### DATASET CONTENT

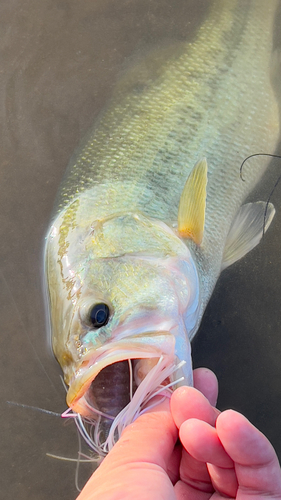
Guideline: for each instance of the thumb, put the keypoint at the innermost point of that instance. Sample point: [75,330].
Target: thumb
[139,460]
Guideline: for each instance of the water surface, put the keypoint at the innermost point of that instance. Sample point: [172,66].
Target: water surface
[60,60]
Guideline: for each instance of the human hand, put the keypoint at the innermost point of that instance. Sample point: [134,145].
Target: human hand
[219,455]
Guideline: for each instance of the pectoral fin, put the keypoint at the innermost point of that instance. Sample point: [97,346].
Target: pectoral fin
[191,214]
[246,231]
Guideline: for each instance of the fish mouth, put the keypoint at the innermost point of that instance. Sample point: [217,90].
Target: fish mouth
[142,353]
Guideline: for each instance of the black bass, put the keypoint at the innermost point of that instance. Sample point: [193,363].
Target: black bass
[150,211]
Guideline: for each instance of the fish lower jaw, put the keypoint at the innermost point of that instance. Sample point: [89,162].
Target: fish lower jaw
[141,356]
[136,385]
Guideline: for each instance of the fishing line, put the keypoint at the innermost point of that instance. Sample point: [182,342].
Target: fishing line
[35,408]
[273,189]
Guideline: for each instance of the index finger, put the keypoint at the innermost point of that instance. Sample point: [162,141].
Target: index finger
[256,463]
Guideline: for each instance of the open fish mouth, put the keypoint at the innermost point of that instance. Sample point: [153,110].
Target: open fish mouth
[121,383]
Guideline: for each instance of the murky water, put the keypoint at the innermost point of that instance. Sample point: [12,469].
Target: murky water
[60,60]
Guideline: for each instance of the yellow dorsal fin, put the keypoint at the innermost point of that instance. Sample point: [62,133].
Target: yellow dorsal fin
[191,215]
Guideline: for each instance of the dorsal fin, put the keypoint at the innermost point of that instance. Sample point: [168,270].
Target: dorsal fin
[246,231]
[191,214]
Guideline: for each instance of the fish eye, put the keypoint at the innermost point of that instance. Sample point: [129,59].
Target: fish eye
[99,315]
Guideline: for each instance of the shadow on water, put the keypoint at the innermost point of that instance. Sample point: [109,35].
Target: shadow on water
[60,62]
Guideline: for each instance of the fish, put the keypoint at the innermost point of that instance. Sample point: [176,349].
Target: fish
[151,210]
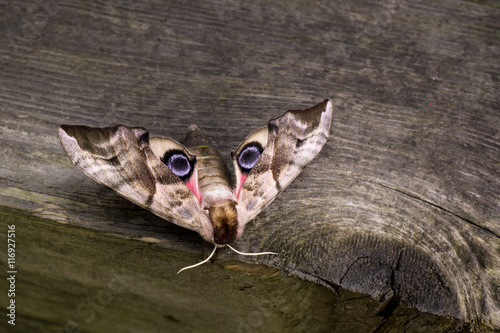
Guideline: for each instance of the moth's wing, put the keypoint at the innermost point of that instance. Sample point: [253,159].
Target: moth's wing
[122,159]
[290,142]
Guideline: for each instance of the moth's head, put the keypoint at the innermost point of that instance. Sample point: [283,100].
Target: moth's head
[224,220]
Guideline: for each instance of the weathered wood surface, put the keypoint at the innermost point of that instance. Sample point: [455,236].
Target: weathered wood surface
[402,203]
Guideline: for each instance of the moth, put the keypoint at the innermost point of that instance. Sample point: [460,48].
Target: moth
[189,184]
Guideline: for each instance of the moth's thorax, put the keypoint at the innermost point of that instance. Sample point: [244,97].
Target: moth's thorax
[221,208]
[212,171]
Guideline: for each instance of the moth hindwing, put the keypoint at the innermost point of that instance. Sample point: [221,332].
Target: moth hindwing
[189,184]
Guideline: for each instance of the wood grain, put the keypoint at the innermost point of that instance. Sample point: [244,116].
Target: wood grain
[403,201]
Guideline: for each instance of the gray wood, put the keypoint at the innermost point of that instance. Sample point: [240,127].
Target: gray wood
[402,203]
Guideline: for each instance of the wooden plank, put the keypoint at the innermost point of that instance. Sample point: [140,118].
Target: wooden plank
[402,203]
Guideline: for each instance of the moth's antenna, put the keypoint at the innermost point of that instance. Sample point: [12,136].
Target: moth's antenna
[249,254]
[201,262]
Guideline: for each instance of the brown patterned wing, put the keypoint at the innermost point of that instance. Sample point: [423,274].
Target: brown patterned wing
[292,141]
[122,159]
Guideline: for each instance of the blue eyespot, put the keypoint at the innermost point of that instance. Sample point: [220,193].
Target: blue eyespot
[249,156]
[178,163]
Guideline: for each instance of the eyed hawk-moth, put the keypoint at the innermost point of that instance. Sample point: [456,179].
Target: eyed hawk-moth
[189,184]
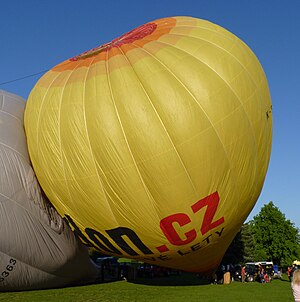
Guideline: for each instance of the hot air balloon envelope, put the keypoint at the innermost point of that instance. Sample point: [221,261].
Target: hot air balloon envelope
[37,248]
[155,146]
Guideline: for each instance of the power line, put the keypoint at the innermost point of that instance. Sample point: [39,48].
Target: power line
[22,78]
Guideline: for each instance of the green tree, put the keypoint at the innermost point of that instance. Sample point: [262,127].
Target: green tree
[247,237]
[275,237]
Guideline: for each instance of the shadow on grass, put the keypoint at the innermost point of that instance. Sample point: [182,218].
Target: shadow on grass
[183,279]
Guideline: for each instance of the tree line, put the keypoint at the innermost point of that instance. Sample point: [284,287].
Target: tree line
[268,237]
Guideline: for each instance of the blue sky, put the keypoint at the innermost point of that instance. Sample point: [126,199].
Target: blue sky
[37,35]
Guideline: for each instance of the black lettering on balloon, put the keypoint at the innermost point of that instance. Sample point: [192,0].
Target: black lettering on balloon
[77,231]
[117,236]
[101,241]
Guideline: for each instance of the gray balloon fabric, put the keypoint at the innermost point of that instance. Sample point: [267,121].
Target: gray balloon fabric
[37,248]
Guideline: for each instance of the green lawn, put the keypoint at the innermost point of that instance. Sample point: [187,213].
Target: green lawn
[185,288]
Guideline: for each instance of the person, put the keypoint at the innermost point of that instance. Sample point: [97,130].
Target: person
[266,277]
[243,273]
[296,285]
[289,272]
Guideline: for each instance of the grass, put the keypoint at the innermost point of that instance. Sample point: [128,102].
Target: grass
[187,288]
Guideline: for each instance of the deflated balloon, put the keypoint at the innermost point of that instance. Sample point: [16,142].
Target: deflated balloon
[155,146]
[37,248]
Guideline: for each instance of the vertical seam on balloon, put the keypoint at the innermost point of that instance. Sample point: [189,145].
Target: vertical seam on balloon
[39,118]
[16,151]
[163,125]
[150,196]
[123,131]
[117,113]
[59,133]
[91,150]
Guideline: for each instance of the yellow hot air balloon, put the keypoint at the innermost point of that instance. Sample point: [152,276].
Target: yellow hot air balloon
[155,146]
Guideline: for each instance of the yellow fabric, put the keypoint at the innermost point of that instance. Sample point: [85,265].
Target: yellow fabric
[155,146]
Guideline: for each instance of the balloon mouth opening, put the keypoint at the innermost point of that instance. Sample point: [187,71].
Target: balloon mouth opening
[128,38]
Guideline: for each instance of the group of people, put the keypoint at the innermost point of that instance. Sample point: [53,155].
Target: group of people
[261,274]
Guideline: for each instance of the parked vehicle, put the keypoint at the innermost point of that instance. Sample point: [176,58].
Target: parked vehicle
[253,270]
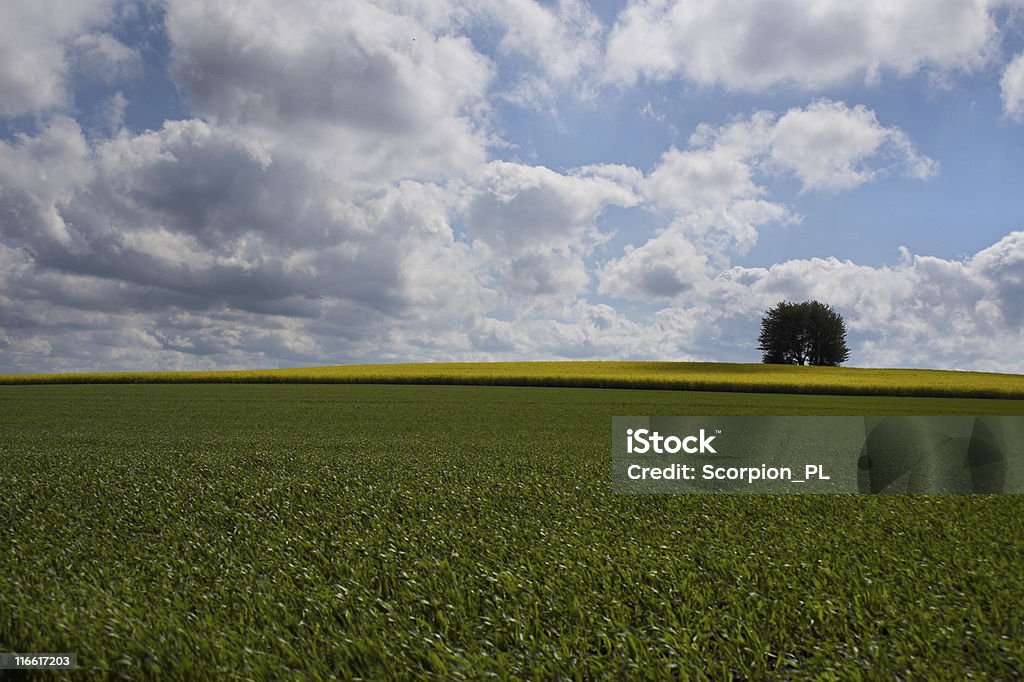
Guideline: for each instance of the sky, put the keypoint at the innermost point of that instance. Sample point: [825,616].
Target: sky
[189,184]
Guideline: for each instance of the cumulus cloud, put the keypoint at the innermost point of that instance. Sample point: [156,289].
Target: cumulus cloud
[717,195]
[754,45]
[357,86]
[1012,86]
[827,145]
[536,225]
[332,194]
[664,267]
[36,37]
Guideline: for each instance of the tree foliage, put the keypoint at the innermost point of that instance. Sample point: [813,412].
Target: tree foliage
[808,333]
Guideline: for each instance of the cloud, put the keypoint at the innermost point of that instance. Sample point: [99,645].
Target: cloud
[1012,86]
[359,88]
[104,58]
[36,37]
[926,311]
[535,225]
[827,143]
[664,267]
[745,45]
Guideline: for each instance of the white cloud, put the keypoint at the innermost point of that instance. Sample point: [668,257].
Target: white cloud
[1012,86]
[361,89]
[535,225]
[35,37]
[666,266]
[827,144]
[104,58]
[747,45]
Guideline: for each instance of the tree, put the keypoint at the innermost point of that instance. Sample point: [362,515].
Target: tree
[808,333]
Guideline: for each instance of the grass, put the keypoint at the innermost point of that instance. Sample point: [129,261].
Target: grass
[312,531]
[690,376]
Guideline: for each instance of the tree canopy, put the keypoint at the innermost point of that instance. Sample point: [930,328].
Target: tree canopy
[808,333]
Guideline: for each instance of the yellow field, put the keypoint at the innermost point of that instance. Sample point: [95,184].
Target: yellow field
[684,376]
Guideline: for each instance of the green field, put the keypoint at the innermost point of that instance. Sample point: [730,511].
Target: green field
[310,531]
[688,376]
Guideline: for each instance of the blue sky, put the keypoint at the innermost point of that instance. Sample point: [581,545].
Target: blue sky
[194,185]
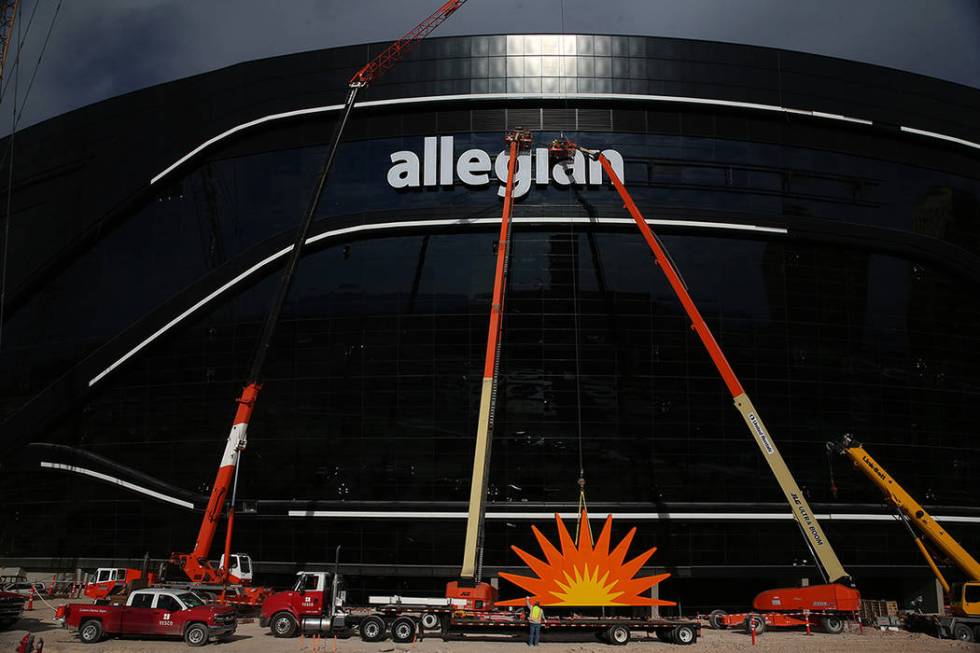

######

*PROBLEM DESCRIPTION*
Extract every line from the listing above that contains the string "index", and reproduce each one unchanged in its original order.

*ANSWER TO THE PROBLEM*
Guideline: for each instance of the index finger, put the keypoint at the innermost point of that instance. Sample point: [162,141].
Target: index finger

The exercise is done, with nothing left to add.